START EXCERPT TO READ

How has consumer behaviour shifted since the start of the pandemic?
Even before the pandemic hit, demand for eCommerce was rising steadily.
2020/21’s lockdowns, quarantines and the closing of ‘non-essential’ high-street stores have been the catalyst for exponential growth in online retail.
Customer expectations have risen, alongside the demand for eCommerce.
Online retailers now operate in a buyer’s world.
Consumers’ digital experiences with services like Uber and Netflix have flipped the script: What once was exceptional in retail is now the expectation.
How can online retailers implement technology to help keep up with eCommerce demand?
eCommerce customer service doesn’t end the moment the customer clicks ‘place order’.
Regardless of whether they’re shopping B2B or B2C, consumers today expect on-demand information about their purchases to be instantly available.
The omnichannel shopping experience demands sustainable delivery options that suit the consumer, with order updates always available at their fingertips.
The point of delivery is often the only face-to-face interaction customers will have with your brand, making shipping and fulfilment a major part of today’s customer journey
The nature of online retail can make it difficult to form a personal connection with customers.
Just managing retail operations when juggling sales and inventory across multiple channels is complex enough, without adding in complexities (and the problems associated) like:
- Delivering goods and products in your own vehicles
- Long lead-times between purchase and delivery (as is often the case with furniture)
- Providing assembly or installation services
An integrated software ecosystem, including logistics technology like Stream, as well as inventory & warehouse management software like Mintsoft, enables retailers to not only meet but exceed the on-demand expectations of those consumers.
The systems can literally ‘speak’ to one another in a two-way dialogue, so your customers have access to all the information they could need about their order and delivery, exactly when they need it.
What role will technology play in the future of fulfilment?
There are a number of options available for logistics companies and 3PL providers moving towards a digital-first, technology-driven strategy for managing their warehouses and inventory.

END EXCERPT TO READ

TASK DESCRIPTION:
Answer these from the text on online retail:
(a) Which two services does it name as shaping consumers' digital experiences?
(b) What product type does it name as often having long lead-times between purchase and delivery?
(c) Which software does it give as an example of inventory and warehouse management?

START RECORD EXTRACTS

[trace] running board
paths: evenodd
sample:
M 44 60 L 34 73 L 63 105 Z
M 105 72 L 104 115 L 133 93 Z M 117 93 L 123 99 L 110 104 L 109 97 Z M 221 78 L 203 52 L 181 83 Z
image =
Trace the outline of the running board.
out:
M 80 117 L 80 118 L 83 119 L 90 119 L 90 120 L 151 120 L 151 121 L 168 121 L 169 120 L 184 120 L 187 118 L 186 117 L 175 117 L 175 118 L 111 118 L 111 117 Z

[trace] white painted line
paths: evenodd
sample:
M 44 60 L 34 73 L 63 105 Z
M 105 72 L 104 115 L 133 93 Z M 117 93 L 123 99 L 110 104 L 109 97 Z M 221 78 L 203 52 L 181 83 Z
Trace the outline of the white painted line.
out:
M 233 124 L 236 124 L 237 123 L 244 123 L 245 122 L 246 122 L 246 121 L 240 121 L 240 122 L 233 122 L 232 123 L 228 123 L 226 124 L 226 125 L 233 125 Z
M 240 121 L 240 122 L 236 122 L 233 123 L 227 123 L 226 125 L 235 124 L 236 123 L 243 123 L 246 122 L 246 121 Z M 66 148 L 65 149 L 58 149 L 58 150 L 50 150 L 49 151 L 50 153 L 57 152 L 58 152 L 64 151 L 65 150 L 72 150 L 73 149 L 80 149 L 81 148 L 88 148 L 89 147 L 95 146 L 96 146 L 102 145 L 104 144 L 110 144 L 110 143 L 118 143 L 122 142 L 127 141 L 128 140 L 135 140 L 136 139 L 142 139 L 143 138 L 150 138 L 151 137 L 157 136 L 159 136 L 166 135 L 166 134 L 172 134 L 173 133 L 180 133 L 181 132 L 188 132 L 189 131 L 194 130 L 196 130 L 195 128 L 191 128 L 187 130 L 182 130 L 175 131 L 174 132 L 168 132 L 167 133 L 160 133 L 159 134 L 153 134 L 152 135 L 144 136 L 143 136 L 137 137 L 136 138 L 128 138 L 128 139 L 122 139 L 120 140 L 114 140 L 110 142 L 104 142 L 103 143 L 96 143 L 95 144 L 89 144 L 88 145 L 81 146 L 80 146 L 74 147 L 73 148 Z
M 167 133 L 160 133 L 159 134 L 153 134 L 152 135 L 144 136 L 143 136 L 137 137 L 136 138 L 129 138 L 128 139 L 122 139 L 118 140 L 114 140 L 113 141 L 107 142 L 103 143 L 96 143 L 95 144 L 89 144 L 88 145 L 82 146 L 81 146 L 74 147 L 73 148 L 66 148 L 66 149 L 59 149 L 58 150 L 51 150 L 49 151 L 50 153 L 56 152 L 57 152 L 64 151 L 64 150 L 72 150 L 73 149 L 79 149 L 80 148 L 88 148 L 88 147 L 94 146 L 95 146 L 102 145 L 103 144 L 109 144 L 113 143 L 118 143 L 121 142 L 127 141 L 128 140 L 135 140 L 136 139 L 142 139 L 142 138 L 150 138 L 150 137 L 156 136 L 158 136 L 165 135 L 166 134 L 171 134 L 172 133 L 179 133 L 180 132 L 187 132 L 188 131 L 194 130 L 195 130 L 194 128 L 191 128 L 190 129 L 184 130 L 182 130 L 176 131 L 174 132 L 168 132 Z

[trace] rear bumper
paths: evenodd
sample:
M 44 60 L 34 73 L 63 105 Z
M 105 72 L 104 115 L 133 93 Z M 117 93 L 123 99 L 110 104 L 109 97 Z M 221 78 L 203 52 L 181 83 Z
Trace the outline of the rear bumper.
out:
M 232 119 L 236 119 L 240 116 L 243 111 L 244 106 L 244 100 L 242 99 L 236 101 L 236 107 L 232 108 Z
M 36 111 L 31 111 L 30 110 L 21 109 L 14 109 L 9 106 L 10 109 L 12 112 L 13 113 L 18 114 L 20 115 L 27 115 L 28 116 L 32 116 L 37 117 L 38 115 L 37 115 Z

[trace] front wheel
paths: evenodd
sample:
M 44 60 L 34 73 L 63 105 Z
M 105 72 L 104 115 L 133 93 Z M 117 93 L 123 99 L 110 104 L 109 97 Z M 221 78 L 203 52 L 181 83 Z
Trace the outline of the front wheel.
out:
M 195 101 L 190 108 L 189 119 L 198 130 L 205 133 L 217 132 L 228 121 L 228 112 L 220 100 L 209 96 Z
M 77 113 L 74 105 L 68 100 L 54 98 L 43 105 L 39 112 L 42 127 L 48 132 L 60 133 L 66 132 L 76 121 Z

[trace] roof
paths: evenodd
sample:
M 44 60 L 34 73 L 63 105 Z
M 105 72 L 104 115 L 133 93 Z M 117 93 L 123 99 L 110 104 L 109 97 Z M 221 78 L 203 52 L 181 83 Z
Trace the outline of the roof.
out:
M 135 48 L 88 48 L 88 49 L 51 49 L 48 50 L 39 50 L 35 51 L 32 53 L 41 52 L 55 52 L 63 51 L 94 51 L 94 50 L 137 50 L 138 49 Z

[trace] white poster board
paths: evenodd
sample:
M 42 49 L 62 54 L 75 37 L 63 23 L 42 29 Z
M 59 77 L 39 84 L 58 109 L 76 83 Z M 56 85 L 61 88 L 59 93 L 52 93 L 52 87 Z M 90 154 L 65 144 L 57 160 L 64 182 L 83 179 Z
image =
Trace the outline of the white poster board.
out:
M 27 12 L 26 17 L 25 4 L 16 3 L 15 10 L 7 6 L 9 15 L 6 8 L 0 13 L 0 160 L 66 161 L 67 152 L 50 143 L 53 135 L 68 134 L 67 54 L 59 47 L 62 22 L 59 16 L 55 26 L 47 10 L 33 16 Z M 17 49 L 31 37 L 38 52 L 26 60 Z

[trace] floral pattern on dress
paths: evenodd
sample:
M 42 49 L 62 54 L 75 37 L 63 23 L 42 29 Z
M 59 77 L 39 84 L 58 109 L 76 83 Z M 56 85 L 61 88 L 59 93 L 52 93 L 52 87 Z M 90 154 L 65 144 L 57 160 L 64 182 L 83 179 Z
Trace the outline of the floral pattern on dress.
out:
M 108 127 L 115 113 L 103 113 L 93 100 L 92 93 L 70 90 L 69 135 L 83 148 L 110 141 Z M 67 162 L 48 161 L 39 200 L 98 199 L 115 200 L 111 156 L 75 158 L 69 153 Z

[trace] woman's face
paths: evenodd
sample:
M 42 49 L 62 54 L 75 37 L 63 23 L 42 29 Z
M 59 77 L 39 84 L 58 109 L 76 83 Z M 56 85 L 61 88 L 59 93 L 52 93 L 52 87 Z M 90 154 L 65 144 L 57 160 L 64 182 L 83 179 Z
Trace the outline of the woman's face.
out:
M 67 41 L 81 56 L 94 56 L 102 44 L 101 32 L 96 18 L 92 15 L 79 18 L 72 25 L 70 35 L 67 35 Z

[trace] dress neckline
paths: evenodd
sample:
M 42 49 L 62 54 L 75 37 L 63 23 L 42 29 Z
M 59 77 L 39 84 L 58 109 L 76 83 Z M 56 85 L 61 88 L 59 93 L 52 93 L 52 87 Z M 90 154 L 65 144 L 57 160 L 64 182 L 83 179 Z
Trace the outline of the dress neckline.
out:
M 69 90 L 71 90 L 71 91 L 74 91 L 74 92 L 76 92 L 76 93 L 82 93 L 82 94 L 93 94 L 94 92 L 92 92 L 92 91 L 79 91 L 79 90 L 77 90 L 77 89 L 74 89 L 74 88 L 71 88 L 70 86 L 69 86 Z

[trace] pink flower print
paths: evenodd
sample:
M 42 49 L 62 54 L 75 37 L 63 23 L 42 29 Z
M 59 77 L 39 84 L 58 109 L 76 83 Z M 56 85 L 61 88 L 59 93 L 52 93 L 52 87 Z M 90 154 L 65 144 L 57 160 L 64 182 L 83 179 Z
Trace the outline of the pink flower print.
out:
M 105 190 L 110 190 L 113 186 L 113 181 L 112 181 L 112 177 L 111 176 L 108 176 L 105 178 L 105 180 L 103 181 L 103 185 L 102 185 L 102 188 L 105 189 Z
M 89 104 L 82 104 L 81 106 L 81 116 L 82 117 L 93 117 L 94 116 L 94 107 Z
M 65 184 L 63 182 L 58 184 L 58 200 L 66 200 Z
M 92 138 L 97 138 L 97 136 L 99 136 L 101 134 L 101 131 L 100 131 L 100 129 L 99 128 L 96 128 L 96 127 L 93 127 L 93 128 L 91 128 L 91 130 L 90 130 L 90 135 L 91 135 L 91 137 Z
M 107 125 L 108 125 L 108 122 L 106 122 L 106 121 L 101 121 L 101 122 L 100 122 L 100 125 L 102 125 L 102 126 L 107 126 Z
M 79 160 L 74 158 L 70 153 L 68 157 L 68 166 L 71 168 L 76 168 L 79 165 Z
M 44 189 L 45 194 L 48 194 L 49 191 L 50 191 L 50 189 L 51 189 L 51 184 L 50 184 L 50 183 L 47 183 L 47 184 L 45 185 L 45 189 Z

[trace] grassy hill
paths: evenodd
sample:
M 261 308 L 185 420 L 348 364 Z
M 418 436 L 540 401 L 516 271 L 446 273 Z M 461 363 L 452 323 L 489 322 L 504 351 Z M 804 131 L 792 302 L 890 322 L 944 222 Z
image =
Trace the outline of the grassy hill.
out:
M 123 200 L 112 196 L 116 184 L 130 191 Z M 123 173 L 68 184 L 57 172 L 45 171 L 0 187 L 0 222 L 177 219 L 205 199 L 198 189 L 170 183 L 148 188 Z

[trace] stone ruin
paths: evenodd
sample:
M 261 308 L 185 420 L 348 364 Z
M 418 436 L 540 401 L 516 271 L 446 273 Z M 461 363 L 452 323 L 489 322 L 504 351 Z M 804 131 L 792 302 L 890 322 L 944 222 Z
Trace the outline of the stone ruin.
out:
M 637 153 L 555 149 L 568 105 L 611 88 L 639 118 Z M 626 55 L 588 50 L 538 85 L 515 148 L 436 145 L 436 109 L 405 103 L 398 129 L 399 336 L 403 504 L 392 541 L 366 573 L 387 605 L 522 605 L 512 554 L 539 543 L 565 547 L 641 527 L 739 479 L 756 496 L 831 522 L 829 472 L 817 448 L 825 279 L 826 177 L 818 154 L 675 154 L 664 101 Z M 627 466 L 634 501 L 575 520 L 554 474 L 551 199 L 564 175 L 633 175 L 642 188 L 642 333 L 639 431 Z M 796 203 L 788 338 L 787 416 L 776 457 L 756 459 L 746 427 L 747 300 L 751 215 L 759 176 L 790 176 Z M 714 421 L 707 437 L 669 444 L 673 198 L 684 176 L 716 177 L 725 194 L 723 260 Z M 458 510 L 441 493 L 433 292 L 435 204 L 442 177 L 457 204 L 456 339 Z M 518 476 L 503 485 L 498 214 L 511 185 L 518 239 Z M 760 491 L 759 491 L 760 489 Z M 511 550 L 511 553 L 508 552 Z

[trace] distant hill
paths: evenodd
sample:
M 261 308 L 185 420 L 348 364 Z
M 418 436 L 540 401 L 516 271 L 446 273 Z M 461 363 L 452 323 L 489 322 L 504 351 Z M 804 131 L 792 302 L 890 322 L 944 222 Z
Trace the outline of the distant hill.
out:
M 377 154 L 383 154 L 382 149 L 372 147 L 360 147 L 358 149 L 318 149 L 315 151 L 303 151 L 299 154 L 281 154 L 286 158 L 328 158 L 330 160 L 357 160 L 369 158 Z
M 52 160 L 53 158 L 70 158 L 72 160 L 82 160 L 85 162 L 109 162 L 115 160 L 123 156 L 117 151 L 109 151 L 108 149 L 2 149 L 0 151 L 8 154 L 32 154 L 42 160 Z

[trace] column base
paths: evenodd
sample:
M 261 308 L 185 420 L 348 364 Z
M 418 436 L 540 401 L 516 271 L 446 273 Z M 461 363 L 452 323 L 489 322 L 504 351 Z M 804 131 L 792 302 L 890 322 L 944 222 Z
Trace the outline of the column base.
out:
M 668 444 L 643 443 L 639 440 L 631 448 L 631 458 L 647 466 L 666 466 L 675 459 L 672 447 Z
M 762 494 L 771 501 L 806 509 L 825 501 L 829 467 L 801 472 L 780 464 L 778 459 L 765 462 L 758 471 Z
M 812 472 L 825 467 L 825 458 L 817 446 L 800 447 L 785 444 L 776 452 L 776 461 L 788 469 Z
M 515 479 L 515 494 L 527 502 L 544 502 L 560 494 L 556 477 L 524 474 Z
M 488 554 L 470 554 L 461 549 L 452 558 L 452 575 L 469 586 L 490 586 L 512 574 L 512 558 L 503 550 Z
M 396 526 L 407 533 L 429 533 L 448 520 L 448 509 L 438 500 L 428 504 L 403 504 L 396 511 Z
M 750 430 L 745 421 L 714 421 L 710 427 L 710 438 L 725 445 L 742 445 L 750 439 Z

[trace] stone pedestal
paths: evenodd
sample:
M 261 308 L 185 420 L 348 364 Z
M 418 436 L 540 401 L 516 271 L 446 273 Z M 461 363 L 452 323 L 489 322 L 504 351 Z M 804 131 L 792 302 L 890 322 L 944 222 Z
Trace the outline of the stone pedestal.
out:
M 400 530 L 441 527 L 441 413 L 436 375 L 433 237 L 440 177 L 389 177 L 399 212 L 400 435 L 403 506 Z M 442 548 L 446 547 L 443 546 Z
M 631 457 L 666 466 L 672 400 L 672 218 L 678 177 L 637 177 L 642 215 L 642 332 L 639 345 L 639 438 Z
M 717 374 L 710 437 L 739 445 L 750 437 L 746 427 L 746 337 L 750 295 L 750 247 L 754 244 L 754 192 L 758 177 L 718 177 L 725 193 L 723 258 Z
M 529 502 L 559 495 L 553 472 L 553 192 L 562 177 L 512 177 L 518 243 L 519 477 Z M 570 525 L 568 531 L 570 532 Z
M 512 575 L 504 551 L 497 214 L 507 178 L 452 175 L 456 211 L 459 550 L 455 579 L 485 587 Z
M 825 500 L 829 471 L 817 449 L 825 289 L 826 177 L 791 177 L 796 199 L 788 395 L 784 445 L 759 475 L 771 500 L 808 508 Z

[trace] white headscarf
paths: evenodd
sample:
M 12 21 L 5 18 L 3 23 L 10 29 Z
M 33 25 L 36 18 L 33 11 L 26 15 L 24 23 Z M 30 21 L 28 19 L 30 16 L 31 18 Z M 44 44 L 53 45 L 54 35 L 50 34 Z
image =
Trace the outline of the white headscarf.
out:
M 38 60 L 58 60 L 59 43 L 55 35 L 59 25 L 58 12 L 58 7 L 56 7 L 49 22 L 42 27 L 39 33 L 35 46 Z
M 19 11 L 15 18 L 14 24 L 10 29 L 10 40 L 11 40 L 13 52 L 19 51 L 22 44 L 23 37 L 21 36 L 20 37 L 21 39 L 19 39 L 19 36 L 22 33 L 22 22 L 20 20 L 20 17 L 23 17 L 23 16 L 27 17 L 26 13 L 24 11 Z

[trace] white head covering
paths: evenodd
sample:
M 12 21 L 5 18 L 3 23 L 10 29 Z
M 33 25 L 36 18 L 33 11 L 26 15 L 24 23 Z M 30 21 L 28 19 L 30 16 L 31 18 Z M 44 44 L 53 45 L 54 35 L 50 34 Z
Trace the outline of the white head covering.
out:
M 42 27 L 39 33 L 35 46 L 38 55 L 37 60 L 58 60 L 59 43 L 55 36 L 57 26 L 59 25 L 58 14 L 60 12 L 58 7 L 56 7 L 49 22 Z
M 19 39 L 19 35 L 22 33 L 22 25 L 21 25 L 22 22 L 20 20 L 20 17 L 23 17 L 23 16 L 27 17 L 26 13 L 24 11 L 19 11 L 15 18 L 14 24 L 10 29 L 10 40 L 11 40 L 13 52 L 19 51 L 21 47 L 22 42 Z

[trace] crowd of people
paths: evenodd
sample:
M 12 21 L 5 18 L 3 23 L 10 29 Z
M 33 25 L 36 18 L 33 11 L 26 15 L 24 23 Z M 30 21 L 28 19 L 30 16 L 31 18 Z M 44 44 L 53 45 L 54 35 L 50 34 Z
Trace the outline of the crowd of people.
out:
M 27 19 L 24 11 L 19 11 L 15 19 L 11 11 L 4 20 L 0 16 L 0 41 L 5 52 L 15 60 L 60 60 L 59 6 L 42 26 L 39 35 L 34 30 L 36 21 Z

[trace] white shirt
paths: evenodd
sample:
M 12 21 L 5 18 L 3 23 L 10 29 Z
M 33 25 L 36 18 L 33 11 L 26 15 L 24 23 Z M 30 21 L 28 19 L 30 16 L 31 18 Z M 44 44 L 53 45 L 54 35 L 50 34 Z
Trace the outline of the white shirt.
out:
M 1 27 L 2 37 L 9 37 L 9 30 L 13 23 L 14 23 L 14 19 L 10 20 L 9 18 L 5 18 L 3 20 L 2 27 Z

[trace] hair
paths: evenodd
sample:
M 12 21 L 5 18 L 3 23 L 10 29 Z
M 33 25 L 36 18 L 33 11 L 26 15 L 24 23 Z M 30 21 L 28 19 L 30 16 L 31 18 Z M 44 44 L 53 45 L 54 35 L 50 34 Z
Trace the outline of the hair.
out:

END RECORD EXTRACTS

EXERCISE RESULT:
(a) Uber and Netflix
(b) Furniture
(c) Mintsoft